**Information provided**.
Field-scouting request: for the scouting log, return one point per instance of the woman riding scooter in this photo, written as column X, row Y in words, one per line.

* * *

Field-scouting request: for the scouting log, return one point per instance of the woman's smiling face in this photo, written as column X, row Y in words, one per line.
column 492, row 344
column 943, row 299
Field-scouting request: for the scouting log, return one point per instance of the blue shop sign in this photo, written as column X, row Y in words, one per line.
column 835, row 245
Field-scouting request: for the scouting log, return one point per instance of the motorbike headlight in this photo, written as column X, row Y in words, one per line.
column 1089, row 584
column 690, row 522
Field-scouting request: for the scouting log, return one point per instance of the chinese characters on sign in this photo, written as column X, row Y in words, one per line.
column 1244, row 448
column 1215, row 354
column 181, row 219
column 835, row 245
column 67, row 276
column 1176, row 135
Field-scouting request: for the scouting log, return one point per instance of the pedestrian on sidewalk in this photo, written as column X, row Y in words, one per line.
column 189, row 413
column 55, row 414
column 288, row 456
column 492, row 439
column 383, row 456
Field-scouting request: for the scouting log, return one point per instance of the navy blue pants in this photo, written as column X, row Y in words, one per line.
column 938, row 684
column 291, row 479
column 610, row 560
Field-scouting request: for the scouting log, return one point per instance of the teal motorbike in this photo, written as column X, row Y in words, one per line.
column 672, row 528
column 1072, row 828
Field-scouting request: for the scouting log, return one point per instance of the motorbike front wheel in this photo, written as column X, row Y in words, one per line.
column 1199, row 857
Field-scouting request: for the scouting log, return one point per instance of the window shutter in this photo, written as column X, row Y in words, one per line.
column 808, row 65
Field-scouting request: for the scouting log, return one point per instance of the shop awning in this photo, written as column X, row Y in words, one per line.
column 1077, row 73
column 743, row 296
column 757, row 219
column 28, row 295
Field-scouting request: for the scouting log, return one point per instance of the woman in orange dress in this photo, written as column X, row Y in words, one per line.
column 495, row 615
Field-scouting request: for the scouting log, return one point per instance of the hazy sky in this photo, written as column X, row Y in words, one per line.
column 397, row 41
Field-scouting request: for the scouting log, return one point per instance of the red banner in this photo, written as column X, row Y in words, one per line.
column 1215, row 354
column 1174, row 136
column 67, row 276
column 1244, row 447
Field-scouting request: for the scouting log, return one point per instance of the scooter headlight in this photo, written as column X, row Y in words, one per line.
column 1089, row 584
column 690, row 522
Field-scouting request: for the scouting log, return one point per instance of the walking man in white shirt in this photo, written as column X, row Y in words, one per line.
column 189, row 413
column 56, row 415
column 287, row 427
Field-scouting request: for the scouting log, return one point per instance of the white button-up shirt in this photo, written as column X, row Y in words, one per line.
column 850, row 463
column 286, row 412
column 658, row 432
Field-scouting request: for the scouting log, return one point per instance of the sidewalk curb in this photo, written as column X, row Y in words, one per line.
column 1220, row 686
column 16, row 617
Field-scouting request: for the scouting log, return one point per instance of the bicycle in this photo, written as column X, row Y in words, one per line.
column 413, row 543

...

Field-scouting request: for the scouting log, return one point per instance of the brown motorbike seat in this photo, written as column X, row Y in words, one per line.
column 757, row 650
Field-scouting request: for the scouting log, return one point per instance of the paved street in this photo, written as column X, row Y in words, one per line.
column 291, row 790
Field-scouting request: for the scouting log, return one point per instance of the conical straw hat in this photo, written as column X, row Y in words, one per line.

**Assignment**. Look through the entries above and quote exactly the lines from the line with "of the brown" to the line with "of the conical", counting both of those lines.

**Written solution**.
Field-scouting request: for the scouting log, return one point per instance of the brown motorbike seat in this photo, written as column X, row Y in words, one per line.
column 757, row 650
Field-scouting request: for the scouting log, return one point per instance of the paved street in this photo, written as column X, row Y in words, one per line.
column 291, row 790
Field-scouting request: for the scouting log, return one point per instance of the conical straw hat in this photo, written as column X, row Y in words, one per line.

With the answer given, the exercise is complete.